- GIVEN PASSAGE
::::::::

Click-Through Rate Prediction

Predicting mobile ad click-through rates using machine learning on the Avazu dataset.

Project Overview

This project builds an end-to-end CTR prediction pipeline on the Avazu CTR Prediction dataset from Kaggle. The goal is to predict whether a user will click on a mobile ad (click = 1) given features about the ad impression, device, site/app, and time of day.

The pipeline progresses through five modeling layers — from a Logistic Regression baseline to tuned GBDTs, a SMOTE experiment, a PyTorch DeepFM, and finally ensemble methods — with each decision driven by EDA findings and evaluation metrics.

Dataset

Source: Kaggle — Avazu Click-Through Rate Prediction
Full training set: ~40M rows, 24 columns
Sample used: 10% stratified sample (~4M rows), preserving the original click rate (~17%)
Test set: ~4.6M rows (Kaggle competition test set)

The dataset files (train.csv, test.csv) are not included in this repository due to size. Download them from the Kaggle link above.

Methodology

EDA (Part 2)

Class imbalance analysis → informed SMOTE vs. native class weighting comparison
Hourly CTR patterns → kept raw hour_of_day for GBDT, added is_weekend binary feature
Site vs. app traffic behavioral differences → motivated cross features
High-cardinality feature distributions → justified target encoding over label encoding
Cramér's V association analysis → guided feature selection decisions

Feature Engineering (Part 3)

Target encoding (5-fold to prevent leakage) for high-cardinality categoricals: site_id, site_domain, app_id, app_domain, device_id, device_ip, device_model
Cross features: site_category × hour_of_day, app_category × hour_of_day, site_category × device_type
Count features: device_ip_count, device_id_count, site_id_count, app_id_count
Consistent train/test feature pipeline with proper handling of unseen categories

Data Split (Part 4)

::::::::

[Dataset rows]

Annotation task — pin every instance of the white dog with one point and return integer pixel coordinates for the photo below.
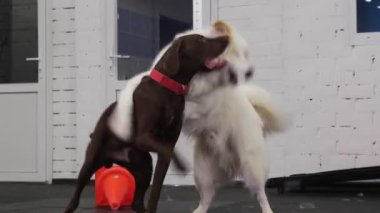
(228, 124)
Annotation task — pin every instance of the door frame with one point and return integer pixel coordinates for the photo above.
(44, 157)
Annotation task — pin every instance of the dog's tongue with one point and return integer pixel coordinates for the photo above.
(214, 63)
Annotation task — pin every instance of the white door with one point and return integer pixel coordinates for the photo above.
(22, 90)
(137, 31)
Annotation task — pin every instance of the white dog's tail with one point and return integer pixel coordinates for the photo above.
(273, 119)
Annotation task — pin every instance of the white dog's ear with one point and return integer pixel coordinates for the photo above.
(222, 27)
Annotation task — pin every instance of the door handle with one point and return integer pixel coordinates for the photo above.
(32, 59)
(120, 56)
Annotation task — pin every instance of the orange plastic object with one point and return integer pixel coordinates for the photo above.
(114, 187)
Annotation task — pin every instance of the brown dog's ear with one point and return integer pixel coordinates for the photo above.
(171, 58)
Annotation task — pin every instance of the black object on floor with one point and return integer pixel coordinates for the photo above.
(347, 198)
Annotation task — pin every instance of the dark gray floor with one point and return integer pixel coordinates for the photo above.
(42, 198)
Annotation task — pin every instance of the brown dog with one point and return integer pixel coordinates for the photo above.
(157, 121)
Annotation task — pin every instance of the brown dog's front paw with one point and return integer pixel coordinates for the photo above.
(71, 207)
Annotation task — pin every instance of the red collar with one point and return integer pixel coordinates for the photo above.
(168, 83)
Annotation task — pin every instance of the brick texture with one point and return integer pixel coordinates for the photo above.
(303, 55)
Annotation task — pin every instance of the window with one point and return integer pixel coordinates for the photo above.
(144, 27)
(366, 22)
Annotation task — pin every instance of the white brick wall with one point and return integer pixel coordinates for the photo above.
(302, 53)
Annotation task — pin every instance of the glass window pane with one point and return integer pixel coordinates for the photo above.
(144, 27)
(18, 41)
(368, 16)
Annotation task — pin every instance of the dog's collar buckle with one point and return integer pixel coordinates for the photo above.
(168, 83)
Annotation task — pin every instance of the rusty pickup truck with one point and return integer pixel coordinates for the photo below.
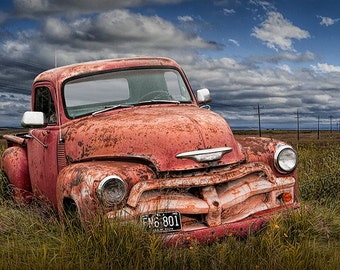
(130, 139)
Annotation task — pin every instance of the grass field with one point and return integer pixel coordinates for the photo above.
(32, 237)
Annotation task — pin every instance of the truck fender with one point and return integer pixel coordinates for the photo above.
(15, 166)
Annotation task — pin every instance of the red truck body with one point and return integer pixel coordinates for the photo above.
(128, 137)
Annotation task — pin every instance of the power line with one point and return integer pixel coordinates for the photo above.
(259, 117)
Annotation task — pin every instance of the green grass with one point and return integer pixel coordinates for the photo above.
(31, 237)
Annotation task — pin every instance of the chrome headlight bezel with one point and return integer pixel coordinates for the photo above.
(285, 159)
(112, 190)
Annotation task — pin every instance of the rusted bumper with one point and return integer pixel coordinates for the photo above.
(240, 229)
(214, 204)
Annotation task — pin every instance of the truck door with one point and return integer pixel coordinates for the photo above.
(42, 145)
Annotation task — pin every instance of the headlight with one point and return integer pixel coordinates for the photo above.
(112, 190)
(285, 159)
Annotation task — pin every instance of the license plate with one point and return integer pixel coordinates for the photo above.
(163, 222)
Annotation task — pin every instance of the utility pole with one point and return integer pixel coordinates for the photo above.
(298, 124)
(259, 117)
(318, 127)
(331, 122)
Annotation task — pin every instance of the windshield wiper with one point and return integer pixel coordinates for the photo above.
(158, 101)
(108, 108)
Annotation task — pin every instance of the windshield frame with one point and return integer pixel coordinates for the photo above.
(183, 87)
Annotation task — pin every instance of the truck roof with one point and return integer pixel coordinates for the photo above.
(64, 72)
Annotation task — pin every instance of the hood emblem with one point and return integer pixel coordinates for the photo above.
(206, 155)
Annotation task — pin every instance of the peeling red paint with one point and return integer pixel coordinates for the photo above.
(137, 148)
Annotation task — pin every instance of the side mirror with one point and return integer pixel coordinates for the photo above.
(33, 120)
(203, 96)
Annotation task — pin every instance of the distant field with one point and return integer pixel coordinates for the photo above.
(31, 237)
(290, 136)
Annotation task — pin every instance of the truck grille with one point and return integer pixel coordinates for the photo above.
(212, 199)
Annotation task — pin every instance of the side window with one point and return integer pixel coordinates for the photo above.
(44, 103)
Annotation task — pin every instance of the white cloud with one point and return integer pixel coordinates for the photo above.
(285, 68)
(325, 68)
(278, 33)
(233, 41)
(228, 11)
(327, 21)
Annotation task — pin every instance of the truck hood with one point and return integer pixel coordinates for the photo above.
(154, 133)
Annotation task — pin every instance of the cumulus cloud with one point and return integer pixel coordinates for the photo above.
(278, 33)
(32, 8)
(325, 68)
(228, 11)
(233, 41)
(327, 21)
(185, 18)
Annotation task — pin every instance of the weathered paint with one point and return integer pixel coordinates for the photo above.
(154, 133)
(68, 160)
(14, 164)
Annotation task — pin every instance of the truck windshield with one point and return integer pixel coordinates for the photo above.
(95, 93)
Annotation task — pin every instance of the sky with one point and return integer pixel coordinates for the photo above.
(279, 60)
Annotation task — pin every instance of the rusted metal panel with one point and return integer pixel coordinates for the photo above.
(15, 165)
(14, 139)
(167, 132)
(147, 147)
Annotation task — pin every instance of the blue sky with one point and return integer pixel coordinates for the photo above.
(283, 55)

::::::::

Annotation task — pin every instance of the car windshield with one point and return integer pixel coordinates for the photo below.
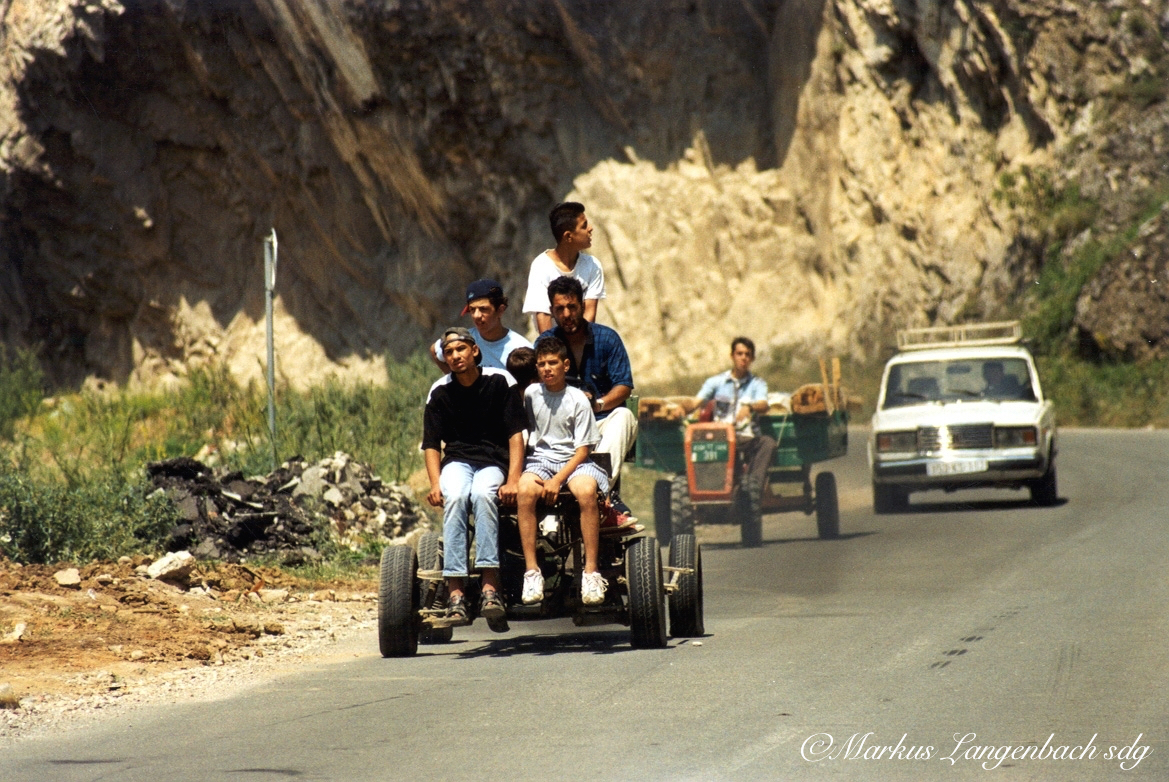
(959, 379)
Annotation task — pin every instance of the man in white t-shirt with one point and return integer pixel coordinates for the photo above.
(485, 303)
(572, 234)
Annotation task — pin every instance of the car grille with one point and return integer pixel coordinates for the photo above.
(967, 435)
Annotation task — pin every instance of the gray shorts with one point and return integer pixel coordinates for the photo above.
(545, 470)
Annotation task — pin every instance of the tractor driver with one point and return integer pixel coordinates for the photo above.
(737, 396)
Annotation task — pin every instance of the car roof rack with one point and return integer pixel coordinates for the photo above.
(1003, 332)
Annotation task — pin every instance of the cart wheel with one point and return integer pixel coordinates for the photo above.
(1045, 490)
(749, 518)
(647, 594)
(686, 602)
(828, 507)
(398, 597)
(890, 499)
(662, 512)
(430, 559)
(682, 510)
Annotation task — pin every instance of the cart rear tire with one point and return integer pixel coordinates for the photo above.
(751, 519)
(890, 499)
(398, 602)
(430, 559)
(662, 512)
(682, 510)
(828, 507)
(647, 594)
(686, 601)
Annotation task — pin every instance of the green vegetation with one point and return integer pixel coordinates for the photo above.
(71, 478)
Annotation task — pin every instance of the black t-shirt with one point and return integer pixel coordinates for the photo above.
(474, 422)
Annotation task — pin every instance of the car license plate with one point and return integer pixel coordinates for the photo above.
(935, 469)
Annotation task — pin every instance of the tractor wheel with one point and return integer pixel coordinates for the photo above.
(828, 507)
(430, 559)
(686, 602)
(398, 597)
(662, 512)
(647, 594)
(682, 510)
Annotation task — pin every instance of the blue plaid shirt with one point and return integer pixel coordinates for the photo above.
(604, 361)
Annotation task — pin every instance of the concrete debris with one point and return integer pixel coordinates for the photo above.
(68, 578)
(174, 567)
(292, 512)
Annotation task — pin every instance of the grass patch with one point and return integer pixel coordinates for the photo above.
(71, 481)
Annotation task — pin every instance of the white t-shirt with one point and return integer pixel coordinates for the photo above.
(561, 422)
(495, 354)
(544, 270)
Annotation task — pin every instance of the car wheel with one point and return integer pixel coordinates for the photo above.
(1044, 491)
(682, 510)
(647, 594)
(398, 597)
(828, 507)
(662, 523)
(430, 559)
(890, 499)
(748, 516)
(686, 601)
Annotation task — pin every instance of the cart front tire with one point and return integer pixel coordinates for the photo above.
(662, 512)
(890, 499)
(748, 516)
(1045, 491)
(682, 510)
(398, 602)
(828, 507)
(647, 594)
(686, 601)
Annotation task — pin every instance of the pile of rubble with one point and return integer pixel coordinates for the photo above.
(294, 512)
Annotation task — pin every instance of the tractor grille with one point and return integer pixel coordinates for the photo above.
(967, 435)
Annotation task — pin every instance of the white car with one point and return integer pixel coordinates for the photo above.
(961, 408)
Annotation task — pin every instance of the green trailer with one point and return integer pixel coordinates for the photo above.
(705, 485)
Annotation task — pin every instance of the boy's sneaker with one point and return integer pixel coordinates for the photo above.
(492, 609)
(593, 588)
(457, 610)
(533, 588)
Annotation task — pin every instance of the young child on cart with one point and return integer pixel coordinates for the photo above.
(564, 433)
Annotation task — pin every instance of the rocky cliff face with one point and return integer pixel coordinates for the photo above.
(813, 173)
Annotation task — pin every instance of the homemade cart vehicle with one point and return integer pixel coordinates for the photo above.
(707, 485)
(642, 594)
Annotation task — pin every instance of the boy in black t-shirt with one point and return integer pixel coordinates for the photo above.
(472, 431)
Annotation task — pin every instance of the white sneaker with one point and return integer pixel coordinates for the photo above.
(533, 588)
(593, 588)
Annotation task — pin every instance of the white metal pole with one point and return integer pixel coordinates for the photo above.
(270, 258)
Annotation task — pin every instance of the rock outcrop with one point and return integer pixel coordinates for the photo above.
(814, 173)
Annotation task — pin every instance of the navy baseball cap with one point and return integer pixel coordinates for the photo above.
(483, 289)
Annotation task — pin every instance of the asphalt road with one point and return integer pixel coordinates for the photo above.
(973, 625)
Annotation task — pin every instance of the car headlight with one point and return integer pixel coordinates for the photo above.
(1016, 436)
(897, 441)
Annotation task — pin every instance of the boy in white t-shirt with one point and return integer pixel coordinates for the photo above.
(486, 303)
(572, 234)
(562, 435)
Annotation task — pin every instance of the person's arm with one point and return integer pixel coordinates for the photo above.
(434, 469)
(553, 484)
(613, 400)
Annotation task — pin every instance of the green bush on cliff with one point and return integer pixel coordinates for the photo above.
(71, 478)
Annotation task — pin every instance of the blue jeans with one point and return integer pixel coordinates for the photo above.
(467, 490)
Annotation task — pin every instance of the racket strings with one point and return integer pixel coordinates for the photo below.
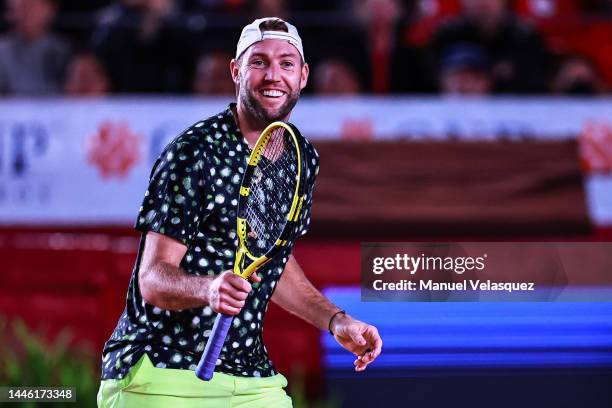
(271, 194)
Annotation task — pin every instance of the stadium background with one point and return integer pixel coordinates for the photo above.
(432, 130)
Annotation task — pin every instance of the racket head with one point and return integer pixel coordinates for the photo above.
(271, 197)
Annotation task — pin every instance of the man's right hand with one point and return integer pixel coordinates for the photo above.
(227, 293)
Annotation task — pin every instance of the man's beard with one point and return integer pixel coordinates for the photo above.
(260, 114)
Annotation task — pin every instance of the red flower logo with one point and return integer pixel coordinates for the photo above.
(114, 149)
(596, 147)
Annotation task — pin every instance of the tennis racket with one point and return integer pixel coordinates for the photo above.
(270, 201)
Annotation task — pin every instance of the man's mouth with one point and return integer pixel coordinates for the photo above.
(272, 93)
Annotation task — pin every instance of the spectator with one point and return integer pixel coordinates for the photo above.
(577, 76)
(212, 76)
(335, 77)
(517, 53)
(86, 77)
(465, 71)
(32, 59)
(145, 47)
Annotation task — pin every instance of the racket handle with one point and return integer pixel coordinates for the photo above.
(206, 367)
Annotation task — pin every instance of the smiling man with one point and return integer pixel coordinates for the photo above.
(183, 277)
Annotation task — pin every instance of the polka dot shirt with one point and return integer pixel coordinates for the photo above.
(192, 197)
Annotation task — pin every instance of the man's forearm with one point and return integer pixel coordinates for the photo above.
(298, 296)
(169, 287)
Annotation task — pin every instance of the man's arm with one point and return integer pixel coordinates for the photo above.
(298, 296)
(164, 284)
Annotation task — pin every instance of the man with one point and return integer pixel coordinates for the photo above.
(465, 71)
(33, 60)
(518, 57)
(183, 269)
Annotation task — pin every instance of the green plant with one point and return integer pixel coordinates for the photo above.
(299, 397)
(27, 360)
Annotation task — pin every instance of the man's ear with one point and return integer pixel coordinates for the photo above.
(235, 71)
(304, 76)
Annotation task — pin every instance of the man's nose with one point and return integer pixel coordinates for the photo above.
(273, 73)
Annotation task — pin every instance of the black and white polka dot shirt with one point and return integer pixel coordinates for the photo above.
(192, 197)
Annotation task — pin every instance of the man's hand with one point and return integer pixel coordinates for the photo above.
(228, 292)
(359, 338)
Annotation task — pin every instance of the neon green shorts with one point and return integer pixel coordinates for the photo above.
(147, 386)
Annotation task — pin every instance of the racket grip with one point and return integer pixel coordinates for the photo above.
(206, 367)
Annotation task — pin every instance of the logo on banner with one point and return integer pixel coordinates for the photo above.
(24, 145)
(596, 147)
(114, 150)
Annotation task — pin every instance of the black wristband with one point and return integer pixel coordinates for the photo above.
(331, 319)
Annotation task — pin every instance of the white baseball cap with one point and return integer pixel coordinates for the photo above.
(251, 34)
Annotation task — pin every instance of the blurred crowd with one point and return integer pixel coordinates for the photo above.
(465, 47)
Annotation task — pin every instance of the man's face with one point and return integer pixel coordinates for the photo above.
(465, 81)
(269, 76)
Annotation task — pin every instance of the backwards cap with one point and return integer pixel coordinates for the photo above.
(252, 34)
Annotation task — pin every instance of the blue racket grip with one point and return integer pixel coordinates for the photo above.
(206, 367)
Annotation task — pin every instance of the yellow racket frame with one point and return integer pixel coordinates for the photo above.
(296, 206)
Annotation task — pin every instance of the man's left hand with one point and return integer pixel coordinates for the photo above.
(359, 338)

::::::::

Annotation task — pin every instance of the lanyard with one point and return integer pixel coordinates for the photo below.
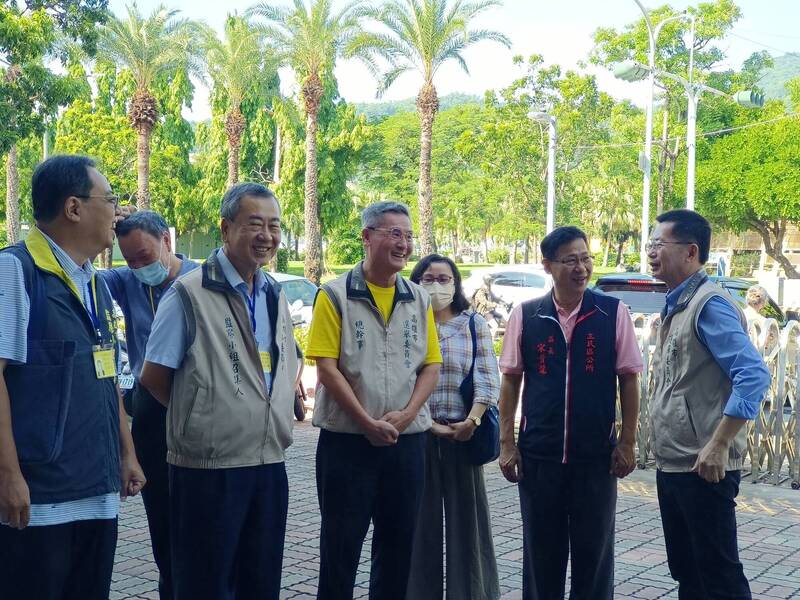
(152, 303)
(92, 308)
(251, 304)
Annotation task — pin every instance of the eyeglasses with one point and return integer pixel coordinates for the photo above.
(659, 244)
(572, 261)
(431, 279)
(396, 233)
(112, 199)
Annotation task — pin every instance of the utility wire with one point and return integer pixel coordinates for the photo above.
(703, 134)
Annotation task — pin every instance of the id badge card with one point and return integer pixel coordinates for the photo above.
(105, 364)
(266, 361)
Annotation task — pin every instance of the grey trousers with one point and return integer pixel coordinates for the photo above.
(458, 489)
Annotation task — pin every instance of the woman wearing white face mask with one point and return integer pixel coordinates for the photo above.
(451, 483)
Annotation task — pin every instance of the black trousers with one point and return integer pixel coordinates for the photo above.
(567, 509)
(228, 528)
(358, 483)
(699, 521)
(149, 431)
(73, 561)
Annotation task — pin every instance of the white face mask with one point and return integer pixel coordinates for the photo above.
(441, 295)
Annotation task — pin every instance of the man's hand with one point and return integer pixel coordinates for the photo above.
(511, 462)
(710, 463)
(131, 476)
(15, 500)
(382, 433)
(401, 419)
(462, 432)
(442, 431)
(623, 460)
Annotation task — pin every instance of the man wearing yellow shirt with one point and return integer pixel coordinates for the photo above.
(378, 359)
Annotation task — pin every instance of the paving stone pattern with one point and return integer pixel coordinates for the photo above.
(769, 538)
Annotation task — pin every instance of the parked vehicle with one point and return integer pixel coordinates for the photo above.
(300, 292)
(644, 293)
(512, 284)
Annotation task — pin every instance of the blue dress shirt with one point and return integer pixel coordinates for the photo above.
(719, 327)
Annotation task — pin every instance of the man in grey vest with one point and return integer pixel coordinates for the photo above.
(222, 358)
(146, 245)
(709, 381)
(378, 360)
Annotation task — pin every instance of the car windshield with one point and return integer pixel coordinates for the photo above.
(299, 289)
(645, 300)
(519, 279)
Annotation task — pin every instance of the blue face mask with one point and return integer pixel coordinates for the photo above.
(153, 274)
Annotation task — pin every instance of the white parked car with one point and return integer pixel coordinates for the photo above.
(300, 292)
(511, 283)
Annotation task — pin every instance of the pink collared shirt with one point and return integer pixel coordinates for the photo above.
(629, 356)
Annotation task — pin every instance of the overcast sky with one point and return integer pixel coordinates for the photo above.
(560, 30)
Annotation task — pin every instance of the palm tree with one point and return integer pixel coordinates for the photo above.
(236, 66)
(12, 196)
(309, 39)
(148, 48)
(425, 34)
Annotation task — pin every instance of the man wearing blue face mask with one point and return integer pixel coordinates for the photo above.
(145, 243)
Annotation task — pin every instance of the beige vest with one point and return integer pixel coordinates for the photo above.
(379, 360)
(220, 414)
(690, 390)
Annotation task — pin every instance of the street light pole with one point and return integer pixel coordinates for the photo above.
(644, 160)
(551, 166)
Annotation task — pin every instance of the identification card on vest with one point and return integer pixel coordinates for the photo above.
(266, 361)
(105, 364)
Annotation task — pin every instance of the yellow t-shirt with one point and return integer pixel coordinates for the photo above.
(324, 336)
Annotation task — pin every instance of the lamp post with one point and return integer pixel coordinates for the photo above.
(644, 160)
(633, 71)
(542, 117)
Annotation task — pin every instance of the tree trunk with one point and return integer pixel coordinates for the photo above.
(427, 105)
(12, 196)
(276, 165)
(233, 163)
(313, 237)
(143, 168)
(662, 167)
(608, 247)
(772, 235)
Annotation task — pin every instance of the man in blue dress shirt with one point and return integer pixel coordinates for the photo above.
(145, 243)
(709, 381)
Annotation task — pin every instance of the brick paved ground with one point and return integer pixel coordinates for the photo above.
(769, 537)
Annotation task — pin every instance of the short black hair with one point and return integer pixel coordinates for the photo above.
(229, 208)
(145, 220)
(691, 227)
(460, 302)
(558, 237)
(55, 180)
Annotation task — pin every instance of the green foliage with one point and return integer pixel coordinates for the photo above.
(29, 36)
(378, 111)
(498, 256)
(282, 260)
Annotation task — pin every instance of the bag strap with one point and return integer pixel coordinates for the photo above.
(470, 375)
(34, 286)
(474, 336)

::::::::

- YOUR TASKS
(a) From the CTR prediction project description, copy the text between "Project Overview" and "Kaggle link above.", inclusive.
(b) According to the CTR prediction project description, how many folds are used for target encoding to prevent leakage?
(c) List every count feature named in the CTR prediction project description.

- TASK-BY-TASK SOLUTIONS
(a)
Project Overview

This project builds an end-to-end CTR prediction pipeline on the Avazu CTR Prediction dataset from Kaggle. The goal is to predict whether a user will click on a mobile ad (click = 1) given features about the ad impression, device, site/app, and time of day.

The pipeline progresses through five modeling layers — from a Logistic Regression baseline to tuned GBDTs, a SMOTE experiment, a PyTorch DeepFM, and finally ensemble methods — with each decision driven by EDA findings and evaluation metrics.

Dataset

Source: Kaggle — Avazu Click-Through Rate Prediction
Full training set: ~40M rows, 24 columns
Sample used: 10% stratified sample (~4M rows), preserving the original click rate (~17%)
Test set: ~4.6M rows (Kaggle competition test set)

The dataset files (train.csv, test.csv) are not included in this repository due to size. Download them from the Kaggle link above.

(b) Five folds.

(c) device_ip_count, device_id_count, site_id_count, app_id_count